(Task details) Convert the entries, from their first line through the line containing "box: [8, 396, 954, 534]" (both ends included), into a numbered list with one line per item and no blank lines. Leave the pictures out of the list.
---- Exercise input
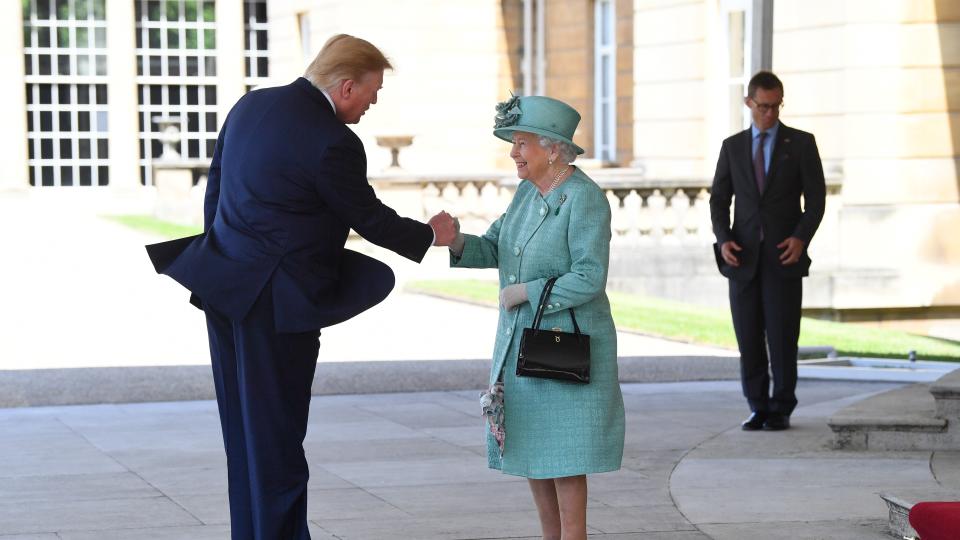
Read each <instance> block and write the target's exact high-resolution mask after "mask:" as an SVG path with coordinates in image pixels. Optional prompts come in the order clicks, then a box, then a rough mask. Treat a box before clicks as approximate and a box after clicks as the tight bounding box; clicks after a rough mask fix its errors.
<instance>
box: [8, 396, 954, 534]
mask: <svg viewBox="0 0 960 540" xmlns="http://www.w3.org/2000/svg"><path fill="white" fill-rule="evenodd" d="M891 387H893V385H890V384H876V383H857V382H823V381H818V382H813V381H801V383H800V388H799V397H800V407H799V408H798V410H797V412H796V414H795V416H796V418H797V423H796V427H795V428H794V429H791V430H788V431H785V432H779V433H763V432H761V433H745V432H742V431H740V430H739V421H740V420H741V419H742V416H743V415H744V413H745V410H744V409H745V407H744V405H743V398H742V397H741V395H740V387H739V383H738V382H735V381H713V382H688V383H647V384H625V385H623V392H624V396H625V402H626V412H627V426H628V429H627V440H626V444H625V455H624V461H623V468H622V469H621V470H620V471H617V472H614V473H606V474H599V475H593V476H591V478H590V481H589V483H590V486H589V495H588V527H589V531H590V534H591V538H592V539H593V538H597V539H603V540H627V539H635V540H653V539H663V540H704V539H710V538H714V539H718V540H728V539H730V540H732V539H734V538H736V539H738V540H739V539H746V540H753V539H756V540H759V539H764V540H767V539H770V538H791V539H794V538H796V539H801V540H808V539H809V540H813V539H815V538H816V539H820V538H823V539H827V538H831V539H832V538H843V539H852V540H867V539H877V540H879V539H883V538H888V537H887V536H886V532H885V525H884V523H885V522H884V520H885V517H886V506H885V504H884V503H883V501H882V500H881V499H880V498H879V497H878V496H877V493H878V492H881V491H883V492H891V491H893V488H897V487H900V488H907V487H909V488H911V489H918V490H921V492H922V491H923V490H930V491H929V492H930V493H934V492H935V490H934V489H933V488H934V487H935V486H937V485H938V483H937V480H938V479H937V478H935V477H934V476H933V475H932V474H931V470H930V466H928V464H929V463H931V461H930V460H931V453H929V452H927V453H924V452H897V453H877V452H849V451H834V450H831V449H830V448H829V447H828V446H827V445H825V444H823V441H822V434H823V433H824V431H829V429H828V428H826V418H827V417H828V416H829V415H831V414H833V413H834V412H835V410H836V409H837V408H839V407H842V406H843V405H844V404H845V403H848V402H849V400H851V399H856V398H858V397H859V398H864V397H866V396H869V395H872V394H873V393H876V392H878V391H882V390H884V389H889V388H891ZM476 406H477V405H476V392H475V391H454V392H426V393H397V394H372V395H338V396H318V397H315V398H314V400H313V403H312V405H311V420H310V427H309V430H308V431H309V435H308V437H307V440H306V442H305V448H306V451H307V459H308V461H309V463H310V467H311V480H310V486H309V497H308V516H309V519H310V521H311V534H312V536H313V538H315V539H319V540H334V539H337V540H383V539H387V538H412V539H417V540H435V539H471V540H477V539H484V538H487V539H505V538H514V539H516V538H528V539H535V538H538V536H537V535H538V532H539V525H538V519H537V516H536V511H535V509H534V506H533V502H532V500H531V497H530V494H529V489H528V487H527V483H526V482H525V481H524V480H523V479H522V478H516V477H511V476H507V475H502V474H500V473H498V472H496V471H491V470H489V469H487V468H486V465H485V459H484V450H483V446H482V437H483V424H482V420H481V418H480V417H479V415H476V414H475V411H476V409H475V408H476ZM0 428H2V430H3V435H4V436H3V437H2V438H0V538H2V539H3V540H10V539H18V540H52V539H73V540H94V539H96V540H102V539H106V540H110V539H117V540H119V539H124V540H126V539H129V538H137V539H145V540H154V539H156V540H179V539H184V540H197V539H199V540H206V539H226V538H228V536H229V534H228V519H229V518H228V504H227V497H226V480H225V477H226V470H225V469H226V467H225V459H224V457H223V454H222V448H221V447H220V444H221V440H220V434H219V425H218V420H217V414H216V403H215V402H212V401H198V402H176V403H141V404H121V405H94V406H89V405H88V406H64V407H40V408H14V409H2V410H0ZM956 459H957V458H956V456H955V455H952V454H949V453H944V454H943V455H941V456H939V457H938V456H937V455H934V456H933V463H937V464H938V466H937V467H935V469H940V470H945V468H949V467H951V466H953V464H954V463H955V461H956ZM942 476H943V477H944V479H950V478H952V477H951V476H950V474H949V473H943V474H942ZM758 481H759V483H760V484H762V485H761V486H760V487H758V486H757V485H756V484H757V482H758Z"/></svg>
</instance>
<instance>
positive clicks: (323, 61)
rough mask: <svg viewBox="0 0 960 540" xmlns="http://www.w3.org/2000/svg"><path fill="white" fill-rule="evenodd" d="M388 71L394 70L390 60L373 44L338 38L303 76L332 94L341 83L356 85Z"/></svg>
--------
(Your response)
1. Read each <instance> block and write the target's exact high-resolution mask after "mask:" as an SVG path with coordinates in image pixels. Optional prompts come in the order clicks, then a box, then a rough mask. Treat a box before clicks as approximate and a box after clicks as the tight bounding box; clicks after a rough mask fix its errors.
2. <instance>
3. box: [8, 396, 954, 534]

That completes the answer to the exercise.